▶ _Given exercise_: How many of the lines below contain the string "trace"? Case counts, so give only the number.

┌─ Data for processing

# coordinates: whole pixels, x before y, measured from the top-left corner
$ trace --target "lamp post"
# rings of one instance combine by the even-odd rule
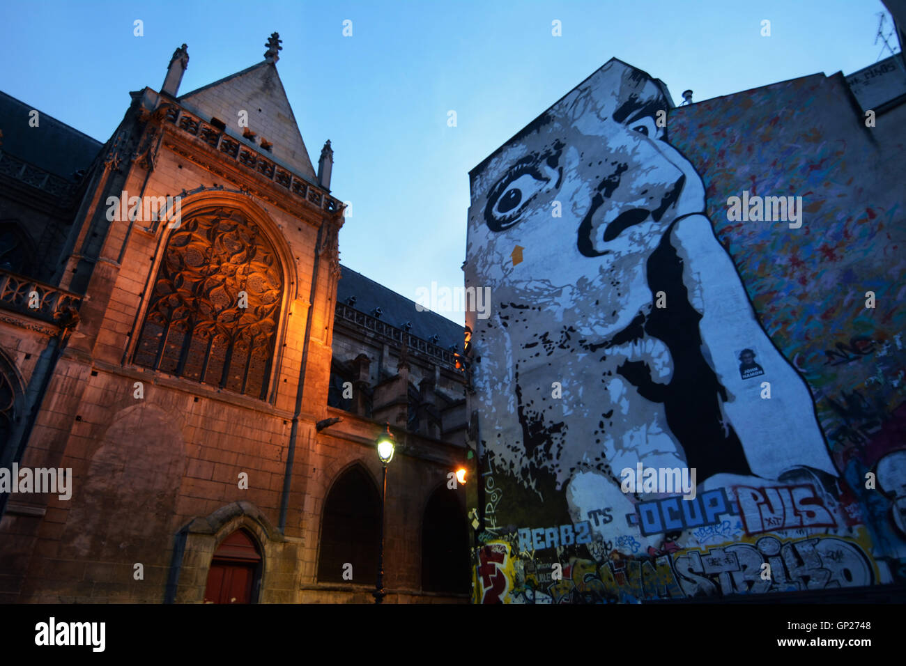
[[[384,592],[384,504],[387,502],[387,466],[393,459],[393,450],[396,448],[393,435],[390,433],[390,423],[387,424],[387,431],[381,433],[381,437],[378,438],[376,448],[378,458],[384,468],[384,482],[381,495],[381,550],[378,554],[378,582],[371,594],[374,596],[374,603],[381,603],[387,594]]]

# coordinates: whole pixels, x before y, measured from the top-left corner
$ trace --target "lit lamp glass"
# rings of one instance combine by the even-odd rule
[[[394,449],[396,445],[393,443],[393,435],[388,427],[387,432],[378,438],[378,458],[381,458],[381,462],[387,465],[393,458]]]

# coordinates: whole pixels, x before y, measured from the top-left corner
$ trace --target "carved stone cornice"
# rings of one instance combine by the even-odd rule
[[[167,104],[161,128],[164,145],[178,155],[296,217],[300,208],[342,217],[342,203],[322,188],[177,104]]]

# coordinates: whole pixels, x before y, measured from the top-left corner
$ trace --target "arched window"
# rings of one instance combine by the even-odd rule
[[[257,599],[260,579],[258,546],[246,530],[237,529],[214,552],[205,603],[252,603]]]
[[[0,352],[0,465],[13,460],[13,432],[22,417],[22,386],[5,352]]]
[[[0,220],[0,269],[32,276],[34,248],[14,220]]]
[[[318,580],[374,584],[378,574],[381,497],[368,474],[351,468],[333,484],[324,503]],[[343,578],[352,565],[352,578]]]
[[[257,225],[232,208],[198,210],[167,243],[134,362],[264,399],[283,288]]]
[[[421,524],[421,588],[428,592],[468,593],[468,526],[446,486],[434,491]]]

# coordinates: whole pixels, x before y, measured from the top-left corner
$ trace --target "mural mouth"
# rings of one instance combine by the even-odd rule
[[[604,227],[604,242],[606,243],[613,240],[620,236],[624,229],[627,229],[630,227],[634,227],[641,222],[644,222],[650,215],[651,211],[646,210],[645,208],[631,208],[625,213],[621,213],[617,216],[616,219]]]

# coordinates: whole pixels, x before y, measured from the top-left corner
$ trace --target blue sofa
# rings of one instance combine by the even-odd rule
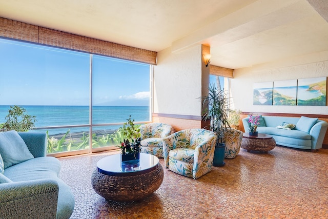
[[[22,148],[7,145],[10,144]],[[71,215],[74,195],[58,178],[59,161],[46,156],[47,144],[46,133],[0,132],[0,218],[68,219]],[[8,159],[13,151],[13,158]],[[18,163],[8,167],[15,160]]]
[[[246,132],[250,127],[248,120],[248,117],[242,119]],[[277,145],[312,150],[322,148],[328,127],[328,123],[324,121],[305,116],[263,115],[260,116],[260,120],[261,125],[257,127],[258,132],[272,135]],[[283,123],[294,124],[295,127],[292,130],[281,128]]]

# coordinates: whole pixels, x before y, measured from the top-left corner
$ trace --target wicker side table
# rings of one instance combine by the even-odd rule
[[[252,136],[248,133],[243,133],[240,146],[241,148],[247,150],[248,152],[253,150],[268,152],[275,147],[276,141],[272,136],[260,133],[257,136]]]
[[[115,165],[117,168],[121,165],[121,162],[118,158],[120,158],[120,154],[100,160],[91,176],[94,191],[107,200],[120,202],[139,200],[153,193],[163,182],[163,168],[155,156],[142,153],[140,155],[138,167],[131,165],[132,168],[128,168],[128,170],[126,168],[115,170]]]

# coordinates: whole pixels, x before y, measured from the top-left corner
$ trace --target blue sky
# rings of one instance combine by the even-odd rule
[[[0,51],[0,105],[89,105],[89,54],[1,38]],[[92,66],[94,105],[149,105],[149,65],[93,55]]]

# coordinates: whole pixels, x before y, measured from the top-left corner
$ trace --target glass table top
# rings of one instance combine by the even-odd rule
[[[98,171],[108,175],[136,175],[155,170],[159,160],[152,154],[140,153],[140,158],[122,162],[121,154],[106,156],[97,162]]]

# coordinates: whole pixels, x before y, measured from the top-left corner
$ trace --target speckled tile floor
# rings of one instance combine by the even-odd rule
[[[59,158],[59,176],[75,196],[71,218],[328,218],[328,149],[277,146],[266,154],[241,149],[197,180],[164,168],[159,188],[130,203],[107,201],[91,185],[96,162],[118,152]]]

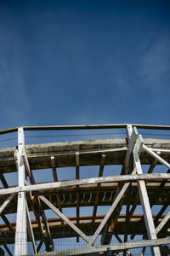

└─

▶ _The answer_: 10